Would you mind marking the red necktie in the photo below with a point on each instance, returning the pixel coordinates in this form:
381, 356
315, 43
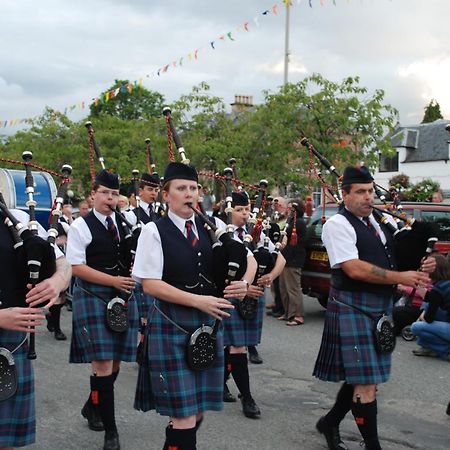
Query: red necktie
190, 235
112, 229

- **SHORT PROBLEM**: Can you render the records above as a numbered list, one line per entry, with blank lines left out and the pictures omitted?

- **THE RESPONSE**:
1. Would you mind marking the red necktie in the photo below with a point on each instance, returning the pixel coordinates in this form:
2. 381, 356
3. 315, 43
4. Query: red necktie
5. 190, 235
6. 112, 229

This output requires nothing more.